▶ _FRAGMENTO DE PÁGINA_
Puntuada por una zozobrante y densa banda sonoroa, los Safdie retratan, como en su momento otros cineastas americanos lo hicieron –desde William Wellman (Wild Boys of the Road, 1937) hasta Harmony Korine (Kids, 1996)–, una sociedad joven sumida en una crisis, consultando exclusivamente el internet en librerías públicas y donde el impulso vital radica en consumir la heroína de cada día. La visión romántica de los protagonistas, heredada de la tradición literaria del S. XVIII y el amour fou, se demarca ahora en impulsiva autolesión, sea por navajas o drogas, las armas del yo, auspiciadas, en una escena del filme, por un sospechosamente bondadoso judío. La erizante fotografía de Sean Price Williams y un par de escenas brillantes elevan este agudo relato de jóvenes ahogados en oscuridad y éxtasis lumpen sobre el mero afán de explotar para denunciar, no un problema social, sino uno humano: la necesidad de destruir el afecto.
Im keller de Ulrich Siedl
Tras la rígida y áspera trilogía Paraíso, el cineasta austríaco Ulrich Siedl regresa al género documental en el que nos ha entregado peculiaridades como Animal Love (1992), en el que un grupo de personas mostraba los límites a los que llegaban con sus mascotas, evidenciando siempre la sordidez como un valor intrínseco a la cotidianidad. La exploración continua en Im Keller (2014), donde un grupo de personas le abren las puertas de sus sótanos a Siedl en un ejercicio de casi psicótico orgullo. El sótano es usado como un espacio simbólico en el que se expone la vida secreta de la psique, oculta y ajena a la vida doméstica o laboral.

▶ _TRABAJO A REALIZAR_
¿Puedes transcribir sin cambio alguno el pasaje del fragmento de página que comienza en "Im keller de" y termina en "doméstica o laboral."?

▶ _LISTADO_
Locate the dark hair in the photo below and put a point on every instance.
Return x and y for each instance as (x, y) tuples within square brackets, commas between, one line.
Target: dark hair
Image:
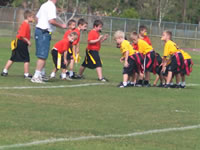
[(70, 22), (82, 22), (97, 23), (27, 13), (142, 27)]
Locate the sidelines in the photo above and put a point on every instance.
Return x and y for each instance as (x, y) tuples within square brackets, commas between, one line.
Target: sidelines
[(49, 87), (53, 140)]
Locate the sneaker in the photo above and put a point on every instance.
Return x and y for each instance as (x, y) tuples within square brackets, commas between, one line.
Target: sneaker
[(28, 77), (121, 85), (103, 80), (4, 74), (37, 80)]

▶ _RESPUESTA ESCRITA_
Im keller de Ulrich Siedl
Tras la rígida y áspera trilogía Paraíso, el cineasta austríaco Ulrich Siedl regresa al género documental en el que nos ha entregado peculiaridades como Animal Love (1992), en el que un grupo de personas mostraba los límites a los que llegaban con sus mascotas, evidenciando siempre la sordidez como un valor intrínseco a la cotidianidad. La exploración continua en Im Keller (2014), donde un grupo de personas le abren las puertas de sus sótanos a Siedl en un ejercicio de casi psicótico orgullo. El sótano es usado como un espacio simbólico en el que se expone la vida secreta de la psique, oculta y ajena a la vida doméstica o laboral.